**BRANO DI PARTENZA**

§

Anche in passato ci sono state rivoluzioni tecnologiche che hanno cambiato profondamente la società. Quella che stiamo vivendo ha una caratteristica che le altre non avevano; la velocità. Il capitale finanziario si muove velocemente in tutto il mondo. Le transazioni finanziarie tra Wall Street e la City di Londra viaggiano in nanosecondi (un milionesimo di millesecondi). L’High Frequency Trading(trading ad alta frequenza) viaggia su macchine superveloci per agire sui mercati finanziari; azioni, opzioni, obbligazioni e strumenti derivati. Le imprese possono spostare la loro attività, in modo completo o parti di questa, in qualsiasi parte del mondo dove costa meno e in un tempo molto breve. Le imprese possono modificare i processi lavorativi con il supporto della tecnologia su scala globale.

§

**COMPITO ASSEGNATO 1**
Indica quante righe dei record contengono la stringa "lime", tenendo conto di maiuscole e minuscole. Scrivi soltanto il numero.
Il brano e i record hanno origini diverse.

[Record del dataset]
§

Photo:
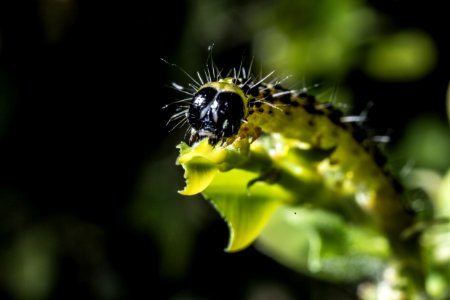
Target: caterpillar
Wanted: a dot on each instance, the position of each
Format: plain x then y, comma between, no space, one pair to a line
224,109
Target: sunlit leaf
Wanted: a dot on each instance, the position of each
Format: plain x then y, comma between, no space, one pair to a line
246,209
322,243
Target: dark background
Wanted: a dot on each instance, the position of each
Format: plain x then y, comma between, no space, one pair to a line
81,118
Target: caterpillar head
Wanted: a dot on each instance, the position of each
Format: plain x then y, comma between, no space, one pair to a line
217,110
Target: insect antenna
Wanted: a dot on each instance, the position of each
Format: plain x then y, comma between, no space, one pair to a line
184,71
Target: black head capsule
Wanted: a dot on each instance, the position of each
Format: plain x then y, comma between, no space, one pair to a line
217,111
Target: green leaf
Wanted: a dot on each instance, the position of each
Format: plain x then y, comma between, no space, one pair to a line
322,244
246,209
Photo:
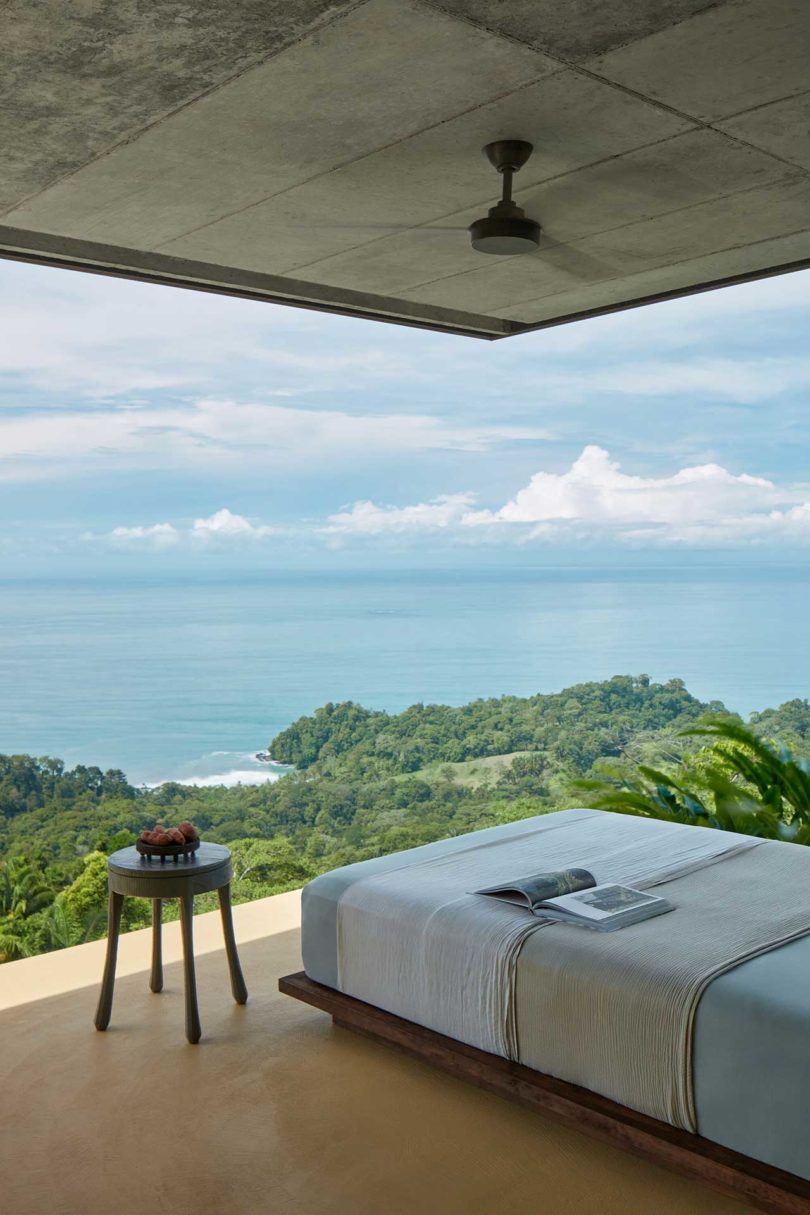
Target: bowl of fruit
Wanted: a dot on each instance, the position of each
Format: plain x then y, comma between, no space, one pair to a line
159,841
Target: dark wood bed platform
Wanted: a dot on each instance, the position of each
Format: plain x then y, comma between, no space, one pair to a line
762,1186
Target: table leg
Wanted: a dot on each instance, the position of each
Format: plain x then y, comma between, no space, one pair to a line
156,981
237,978
108,982
193,1028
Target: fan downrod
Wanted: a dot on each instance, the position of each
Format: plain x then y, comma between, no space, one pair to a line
505,230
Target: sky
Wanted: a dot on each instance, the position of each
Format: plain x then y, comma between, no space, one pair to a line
146,428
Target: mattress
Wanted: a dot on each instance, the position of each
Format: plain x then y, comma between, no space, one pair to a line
752,1032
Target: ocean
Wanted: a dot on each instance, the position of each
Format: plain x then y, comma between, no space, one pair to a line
190,679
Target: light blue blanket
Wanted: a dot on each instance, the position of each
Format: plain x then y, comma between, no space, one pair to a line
752,1033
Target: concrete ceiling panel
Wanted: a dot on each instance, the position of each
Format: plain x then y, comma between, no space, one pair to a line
301,114
720,62
309,152
577,28
782,128
681,275
77,78
572,122
725,224
668,176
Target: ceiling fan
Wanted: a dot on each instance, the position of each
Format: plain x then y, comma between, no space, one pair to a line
505,230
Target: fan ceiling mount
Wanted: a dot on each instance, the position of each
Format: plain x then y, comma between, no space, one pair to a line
507,230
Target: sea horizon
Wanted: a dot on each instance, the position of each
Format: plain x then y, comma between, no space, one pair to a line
188,678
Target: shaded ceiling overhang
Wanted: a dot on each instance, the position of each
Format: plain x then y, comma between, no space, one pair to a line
328,156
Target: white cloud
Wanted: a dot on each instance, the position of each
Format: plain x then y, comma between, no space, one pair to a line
156,536
224,525
595,490
368,519
226,434
704,504
735,380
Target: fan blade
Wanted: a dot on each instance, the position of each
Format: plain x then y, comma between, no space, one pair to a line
575,261
380,227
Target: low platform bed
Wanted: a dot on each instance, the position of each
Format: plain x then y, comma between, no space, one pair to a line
685,1038
768,1188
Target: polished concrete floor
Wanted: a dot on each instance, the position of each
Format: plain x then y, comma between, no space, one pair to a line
275,1111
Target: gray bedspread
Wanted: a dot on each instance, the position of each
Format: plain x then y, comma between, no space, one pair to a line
752,1032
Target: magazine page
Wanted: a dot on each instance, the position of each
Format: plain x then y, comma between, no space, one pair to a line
539,887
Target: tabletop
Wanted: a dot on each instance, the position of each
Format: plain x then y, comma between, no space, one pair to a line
130,863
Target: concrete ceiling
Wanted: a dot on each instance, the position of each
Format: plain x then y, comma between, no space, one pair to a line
329,153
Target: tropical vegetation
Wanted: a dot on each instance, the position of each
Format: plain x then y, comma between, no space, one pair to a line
368,783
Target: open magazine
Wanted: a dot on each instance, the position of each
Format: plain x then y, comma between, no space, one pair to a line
572,896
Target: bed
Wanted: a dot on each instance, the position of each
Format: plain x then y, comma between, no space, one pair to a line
749,1041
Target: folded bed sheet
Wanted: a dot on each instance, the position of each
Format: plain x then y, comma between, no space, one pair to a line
751,1061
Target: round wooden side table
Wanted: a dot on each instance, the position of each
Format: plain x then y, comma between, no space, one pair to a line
129,872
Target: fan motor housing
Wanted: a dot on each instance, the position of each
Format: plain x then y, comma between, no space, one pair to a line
504,235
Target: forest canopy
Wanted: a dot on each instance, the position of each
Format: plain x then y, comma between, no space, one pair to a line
368,783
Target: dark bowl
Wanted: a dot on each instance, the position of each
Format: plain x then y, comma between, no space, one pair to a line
166,849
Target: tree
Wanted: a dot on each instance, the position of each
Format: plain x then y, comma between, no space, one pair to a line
740,783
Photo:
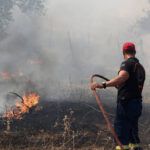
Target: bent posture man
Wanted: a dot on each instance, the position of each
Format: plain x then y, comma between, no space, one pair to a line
129,81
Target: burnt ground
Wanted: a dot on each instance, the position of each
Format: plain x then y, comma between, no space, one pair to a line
66,125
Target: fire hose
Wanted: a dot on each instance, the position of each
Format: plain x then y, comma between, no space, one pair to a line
102,109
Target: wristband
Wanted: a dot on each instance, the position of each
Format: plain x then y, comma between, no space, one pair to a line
104,85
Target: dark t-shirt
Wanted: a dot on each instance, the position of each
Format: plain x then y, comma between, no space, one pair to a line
132,88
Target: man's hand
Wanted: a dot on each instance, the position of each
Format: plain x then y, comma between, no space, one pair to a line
95,85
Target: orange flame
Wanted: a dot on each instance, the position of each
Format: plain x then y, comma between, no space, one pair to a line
36,61
6,75
24,107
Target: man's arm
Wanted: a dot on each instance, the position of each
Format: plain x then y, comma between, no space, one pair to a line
121,78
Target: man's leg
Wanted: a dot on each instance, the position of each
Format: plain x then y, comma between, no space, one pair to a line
134,137
122,127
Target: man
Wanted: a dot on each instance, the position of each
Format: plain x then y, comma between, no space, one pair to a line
130,81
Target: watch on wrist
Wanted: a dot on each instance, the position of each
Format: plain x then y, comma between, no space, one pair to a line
104,85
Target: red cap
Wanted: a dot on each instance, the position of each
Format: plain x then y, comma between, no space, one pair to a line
128,46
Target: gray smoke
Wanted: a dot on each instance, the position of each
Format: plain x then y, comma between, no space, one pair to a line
57,44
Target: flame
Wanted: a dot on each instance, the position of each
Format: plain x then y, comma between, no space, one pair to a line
6,75
21,108
36,61
20,74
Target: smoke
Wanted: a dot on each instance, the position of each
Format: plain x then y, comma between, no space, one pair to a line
59,43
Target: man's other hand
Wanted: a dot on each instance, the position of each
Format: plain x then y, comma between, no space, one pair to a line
95,85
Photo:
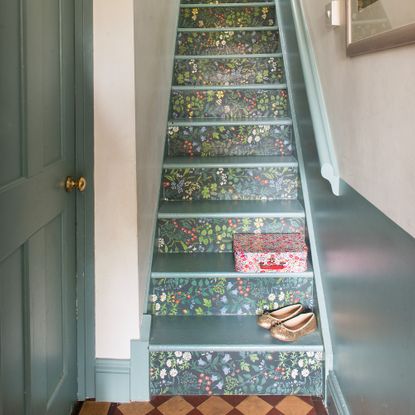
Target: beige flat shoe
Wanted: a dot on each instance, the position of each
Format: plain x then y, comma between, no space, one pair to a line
273,317
299,326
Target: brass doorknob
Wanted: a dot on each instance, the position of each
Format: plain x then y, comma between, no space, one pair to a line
72,184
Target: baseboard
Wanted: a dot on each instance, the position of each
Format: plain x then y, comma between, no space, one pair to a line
336,404
112,380
140,363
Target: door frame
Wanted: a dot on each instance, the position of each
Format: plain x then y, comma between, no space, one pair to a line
84,120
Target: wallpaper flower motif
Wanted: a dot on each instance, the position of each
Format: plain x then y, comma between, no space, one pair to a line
216,234
241,71
220,1
229,104
228,42
226,296
236,373
261,183
198,17
222,140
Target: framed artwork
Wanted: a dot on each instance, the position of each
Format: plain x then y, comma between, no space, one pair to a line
374,25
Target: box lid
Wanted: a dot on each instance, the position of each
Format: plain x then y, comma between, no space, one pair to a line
269,242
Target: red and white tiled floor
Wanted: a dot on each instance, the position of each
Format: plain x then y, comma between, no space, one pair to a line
210,405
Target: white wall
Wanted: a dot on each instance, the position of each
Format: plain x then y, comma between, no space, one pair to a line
371,101
116,247
133,57
155,35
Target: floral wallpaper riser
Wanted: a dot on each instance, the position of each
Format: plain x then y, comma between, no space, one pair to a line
226,296
223,140
236,373
261,183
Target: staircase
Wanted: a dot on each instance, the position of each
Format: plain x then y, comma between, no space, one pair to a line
230,166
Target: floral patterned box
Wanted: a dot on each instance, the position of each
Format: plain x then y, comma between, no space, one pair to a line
270,252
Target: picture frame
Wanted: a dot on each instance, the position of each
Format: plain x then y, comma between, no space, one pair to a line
374,25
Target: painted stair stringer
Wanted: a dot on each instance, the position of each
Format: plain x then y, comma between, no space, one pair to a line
291,12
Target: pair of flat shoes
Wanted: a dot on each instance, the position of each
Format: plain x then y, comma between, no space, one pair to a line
288,323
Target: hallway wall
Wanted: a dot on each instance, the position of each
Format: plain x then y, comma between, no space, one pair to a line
133,58
116,246
370,101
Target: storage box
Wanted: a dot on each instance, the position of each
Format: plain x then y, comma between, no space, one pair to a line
270,252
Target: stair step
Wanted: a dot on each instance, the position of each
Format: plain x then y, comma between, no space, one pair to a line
230,140
223,17
218,333
227,296
229,104
227,42
235,122
230,355
228,72
207,265
231,209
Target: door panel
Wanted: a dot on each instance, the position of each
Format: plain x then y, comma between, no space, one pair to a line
12,352
37,220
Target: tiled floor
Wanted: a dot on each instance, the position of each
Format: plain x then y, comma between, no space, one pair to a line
210,405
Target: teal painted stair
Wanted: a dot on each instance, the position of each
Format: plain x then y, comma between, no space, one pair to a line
230,167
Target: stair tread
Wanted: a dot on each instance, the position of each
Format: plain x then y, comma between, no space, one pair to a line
238,333
208,264
233,208
233,161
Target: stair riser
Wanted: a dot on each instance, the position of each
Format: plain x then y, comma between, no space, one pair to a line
212,17
226,296
241,71
216,234
228,42
236,373
258,140
230,183
229,104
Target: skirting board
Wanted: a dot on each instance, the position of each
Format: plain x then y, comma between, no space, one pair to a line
336,404
112,380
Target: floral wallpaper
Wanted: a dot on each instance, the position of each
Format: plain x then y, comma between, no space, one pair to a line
229,104
228,42
241,71
216,234
255,183
236,373
233,140
197,17
227,296
220,1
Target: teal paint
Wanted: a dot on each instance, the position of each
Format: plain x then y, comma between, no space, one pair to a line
301,116
140,363
222,335
112,380
85,202
336,404
37,221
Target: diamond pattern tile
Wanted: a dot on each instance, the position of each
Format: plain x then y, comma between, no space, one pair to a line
254,405
175,406
293,405
210,405
215,406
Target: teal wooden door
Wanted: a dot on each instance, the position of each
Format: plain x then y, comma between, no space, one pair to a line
37,217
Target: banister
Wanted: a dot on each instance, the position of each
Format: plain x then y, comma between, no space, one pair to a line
321,124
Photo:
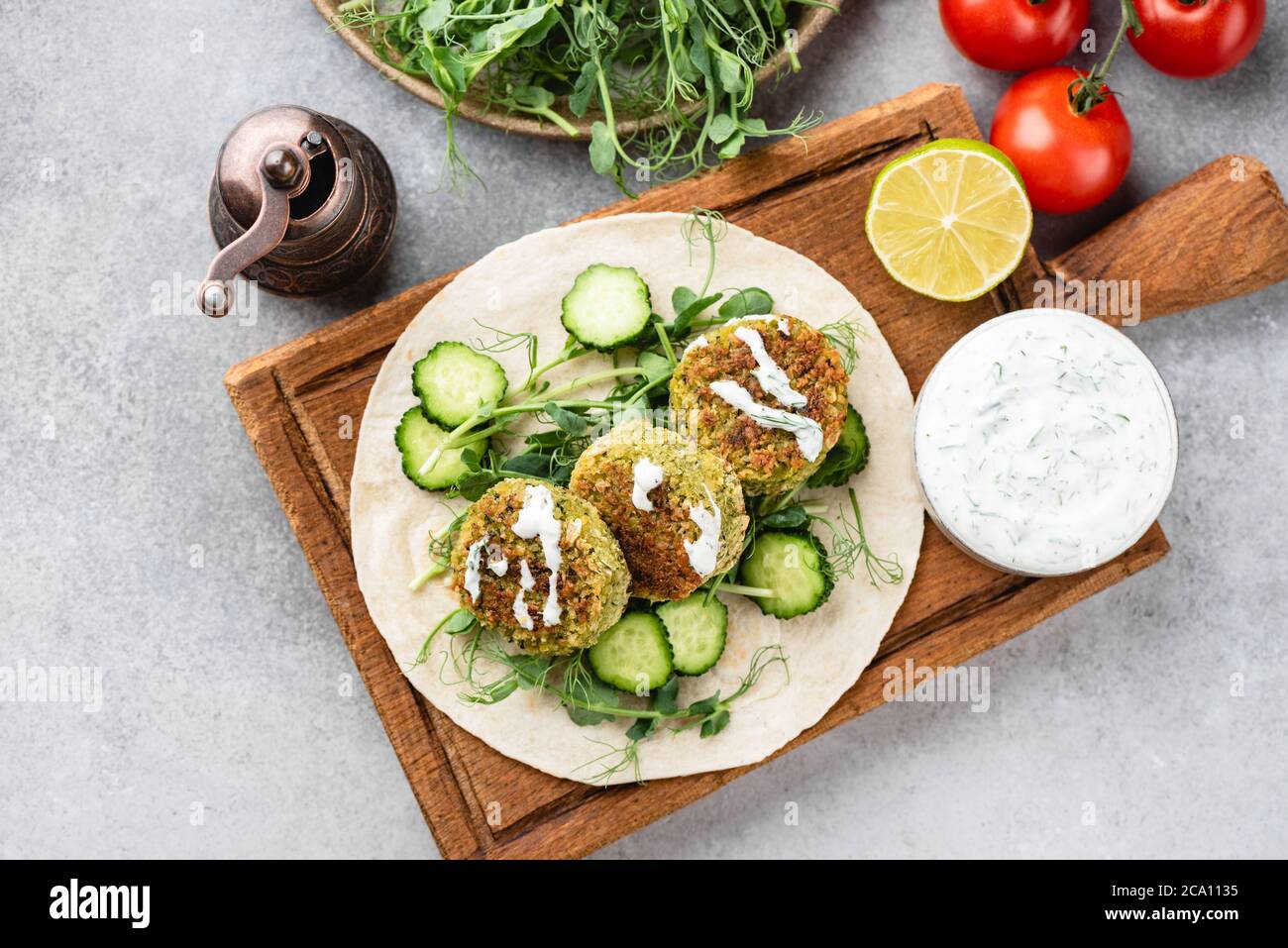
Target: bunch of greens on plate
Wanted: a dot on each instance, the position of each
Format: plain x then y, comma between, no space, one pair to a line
690,62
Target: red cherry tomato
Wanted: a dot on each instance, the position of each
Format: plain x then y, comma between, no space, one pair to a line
1068,161
1014,35
1198,39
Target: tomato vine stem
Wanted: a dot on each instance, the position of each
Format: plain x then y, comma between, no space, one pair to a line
1089,89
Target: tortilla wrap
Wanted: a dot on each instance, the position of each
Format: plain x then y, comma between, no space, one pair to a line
518,288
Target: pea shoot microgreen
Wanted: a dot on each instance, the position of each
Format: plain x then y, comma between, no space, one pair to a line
690,64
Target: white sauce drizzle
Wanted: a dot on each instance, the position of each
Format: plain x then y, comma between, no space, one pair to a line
809,433
496,561
704,550
472,567
768,372
520,608
537,519
647,476
1044,442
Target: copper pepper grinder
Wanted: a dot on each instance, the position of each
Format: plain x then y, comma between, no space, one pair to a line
300,202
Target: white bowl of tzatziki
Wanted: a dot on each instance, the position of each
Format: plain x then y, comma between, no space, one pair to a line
1044,442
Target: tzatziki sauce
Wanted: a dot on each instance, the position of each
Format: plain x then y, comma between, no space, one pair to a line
647,475
1044,442
768,372
807,432
704,552
537,519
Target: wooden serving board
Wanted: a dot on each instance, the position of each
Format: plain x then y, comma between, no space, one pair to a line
1219,233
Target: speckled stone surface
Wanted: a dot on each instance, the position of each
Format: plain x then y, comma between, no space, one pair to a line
140,535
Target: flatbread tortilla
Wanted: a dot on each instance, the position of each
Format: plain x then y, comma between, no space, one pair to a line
518,288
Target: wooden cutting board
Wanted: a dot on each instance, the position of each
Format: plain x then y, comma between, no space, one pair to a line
1219,233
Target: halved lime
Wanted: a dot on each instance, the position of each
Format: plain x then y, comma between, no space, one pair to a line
951,219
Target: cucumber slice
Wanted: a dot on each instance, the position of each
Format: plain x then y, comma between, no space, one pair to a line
454,380
696,630
634,655
846,458
606,308
416,438
791,563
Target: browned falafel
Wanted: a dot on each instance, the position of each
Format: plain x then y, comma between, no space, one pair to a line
648,483
501,567
809,403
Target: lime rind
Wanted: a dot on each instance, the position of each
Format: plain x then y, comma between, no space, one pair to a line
969,240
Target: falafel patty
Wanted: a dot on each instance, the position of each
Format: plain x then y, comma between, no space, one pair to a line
782,369
540,566
677,509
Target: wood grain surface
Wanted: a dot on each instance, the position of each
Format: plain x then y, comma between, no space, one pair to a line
301,404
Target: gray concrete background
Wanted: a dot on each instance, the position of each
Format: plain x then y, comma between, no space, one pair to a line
222,685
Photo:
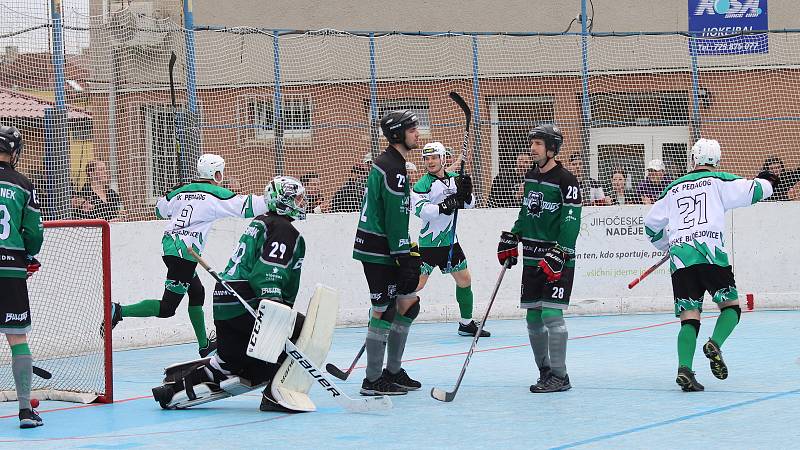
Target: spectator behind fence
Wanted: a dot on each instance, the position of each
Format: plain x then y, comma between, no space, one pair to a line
775,165
96,199
315,201
654,183
620,193
592,192
348,197
507,186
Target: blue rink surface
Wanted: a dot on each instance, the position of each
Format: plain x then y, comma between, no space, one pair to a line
624,395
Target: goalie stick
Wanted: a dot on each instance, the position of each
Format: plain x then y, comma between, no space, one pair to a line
342,375
467,119
377,403
445,396
648,271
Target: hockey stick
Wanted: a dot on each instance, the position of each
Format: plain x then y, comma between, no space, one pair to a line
445,396
467,119
172,60
41,373
338,373
367,404
648,271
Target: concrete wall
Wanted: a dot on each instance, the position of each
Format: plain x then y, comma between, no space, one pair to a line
610,255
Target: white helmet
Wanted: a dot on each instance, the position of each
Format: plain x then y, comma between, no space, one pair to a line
434,148
208,165
706,152
280,195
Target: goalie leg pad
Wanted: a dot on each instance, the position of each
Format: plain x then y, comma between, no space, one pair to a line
290,386
273,325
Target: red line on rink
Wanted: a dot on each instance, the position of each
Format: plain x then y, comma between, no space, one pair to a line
627,330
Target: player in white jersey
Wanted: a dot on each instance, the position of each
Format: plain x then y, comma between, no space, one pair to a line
435,197
688,219
192,208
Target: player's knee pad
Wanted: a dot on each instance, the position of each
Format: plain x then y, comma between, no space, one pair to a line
694,323
169,304
736,308
197,293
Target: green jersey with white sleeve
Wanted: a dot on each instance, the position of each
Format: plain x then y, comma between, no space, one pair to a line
426,196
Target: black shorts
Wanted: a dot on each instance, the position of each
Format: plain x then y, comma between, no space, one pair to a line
690,284
437,256
538,293
15,310
233,336
382,281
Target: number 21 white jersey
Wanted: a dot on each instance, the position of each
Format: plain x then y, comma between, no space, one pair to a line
689,217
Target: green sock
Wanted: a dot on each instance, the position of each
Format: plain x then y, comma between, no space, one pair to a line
726,322
199,325
464,299
145,308
687,341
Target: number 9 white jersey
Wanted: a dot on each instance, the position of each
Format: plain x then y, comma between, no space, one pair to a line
689,217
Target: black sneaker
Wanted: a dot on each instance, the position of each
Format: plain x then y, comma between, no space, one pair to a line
714,354
553,383
686,380
402,379
211,346
29,418
470,329
381,386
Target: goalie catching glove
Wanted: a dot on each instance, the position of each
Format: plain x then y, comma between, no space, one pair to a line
408,271
553,263
507,248
773,179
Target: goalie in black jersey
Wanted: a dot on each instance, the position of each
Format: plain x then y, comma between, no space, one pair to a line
21,236
548,225
266,264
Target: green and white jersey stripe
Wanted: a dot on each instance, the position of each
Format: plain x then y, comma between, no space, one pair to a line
689,216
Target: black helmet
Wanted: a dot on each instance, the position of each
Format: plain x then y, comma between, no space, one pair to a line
551,136
10,142
395,123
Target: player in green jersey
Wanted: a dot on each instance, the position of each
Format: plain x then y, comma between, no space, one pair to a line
434,198
21,236
548,225
383,246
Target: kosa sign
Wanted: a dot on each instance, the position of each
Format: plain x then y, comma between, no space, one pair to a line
725,27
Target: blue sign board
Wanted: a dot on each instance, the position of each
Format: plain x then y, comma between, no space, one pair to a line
711,21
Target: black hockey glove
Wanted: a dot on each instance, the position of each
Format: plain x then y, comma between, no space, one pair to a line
450,204
774,179
553,263
464,186
408,271
507,248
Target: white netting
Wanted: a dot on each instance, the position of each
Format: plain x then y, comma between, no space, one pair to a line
296,104
67,309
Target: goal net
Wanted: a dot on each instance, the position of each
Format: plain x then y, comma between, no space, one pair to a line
308,103
70,301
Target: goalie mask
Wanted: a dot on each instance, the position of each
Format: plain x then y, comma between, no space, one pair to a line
208,165
286,196
706,152
11,142
395,123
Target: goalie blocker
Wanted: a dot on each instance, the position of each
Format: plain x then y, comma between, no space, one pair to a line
251,355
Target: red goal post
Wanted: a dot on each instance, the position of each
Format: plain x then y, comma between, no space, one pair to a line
70,300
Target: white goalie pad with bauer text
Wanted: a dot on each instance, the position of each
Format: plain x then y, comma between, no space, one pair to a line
291,384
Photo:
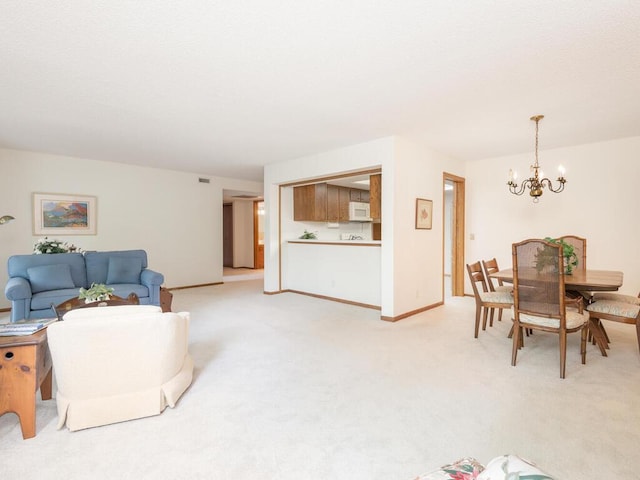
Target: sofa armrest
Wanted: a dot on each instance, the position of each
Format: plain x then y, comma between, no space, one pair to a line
17,288
150,278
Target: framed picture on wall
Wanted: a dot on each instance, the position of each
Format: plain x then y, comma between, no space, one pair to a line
59,214
424,211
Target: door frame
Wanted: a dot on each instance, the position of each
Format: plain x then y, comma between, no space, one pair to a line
457,234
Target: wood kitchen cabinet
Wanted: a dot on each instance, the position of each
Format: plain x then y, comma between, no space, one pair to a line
310,203
375,194
338,203
322,202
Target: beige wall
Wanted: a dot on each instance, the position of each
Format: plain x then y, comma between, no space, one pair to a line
600,202
172,216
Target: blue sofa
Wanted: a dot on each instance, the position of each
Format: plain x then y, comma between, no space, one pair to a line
37,281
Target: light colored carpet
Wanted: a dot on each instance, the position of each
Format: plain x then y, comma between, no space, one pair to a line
294,387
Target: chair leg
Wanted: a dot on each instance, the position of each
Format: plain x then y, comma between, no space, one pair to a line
484,318
606,336
478,308
594,327
563,353
517,333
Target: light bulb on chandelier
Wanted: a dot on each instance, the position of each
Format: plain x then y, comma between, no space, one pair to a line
537,182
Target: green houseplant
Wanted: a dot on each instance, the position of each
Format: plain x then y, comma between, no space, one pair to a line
97,292
547,257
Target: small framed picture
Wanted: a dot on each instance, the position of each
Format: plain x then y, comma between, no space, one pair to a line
58,214
424,213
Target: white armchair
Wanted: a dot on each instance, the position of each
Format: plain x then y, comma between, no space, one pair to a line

§

**COMPITO ASSEGNATO 2**
Rispondi a queste domande sul brano sulla rivoluzione tecnologica:
(a) Quale caratteristica distingue la rivoluzione attuale da quelle del passato?
(b) Tra quali due piazze finanziarie viaggiano in nanosecondi le transazioni?
(c) In quale parte del mondo le imprese possono spostare la loro attività?

**RISULTATO ESERCIZIO 1**
2

**RISULTATO ESERCIZIO 2**
(a) La velocità.
(b) Tra Wall Street e la City di Londra.
(c) In qualsiasi parte del mondo dove costa meno.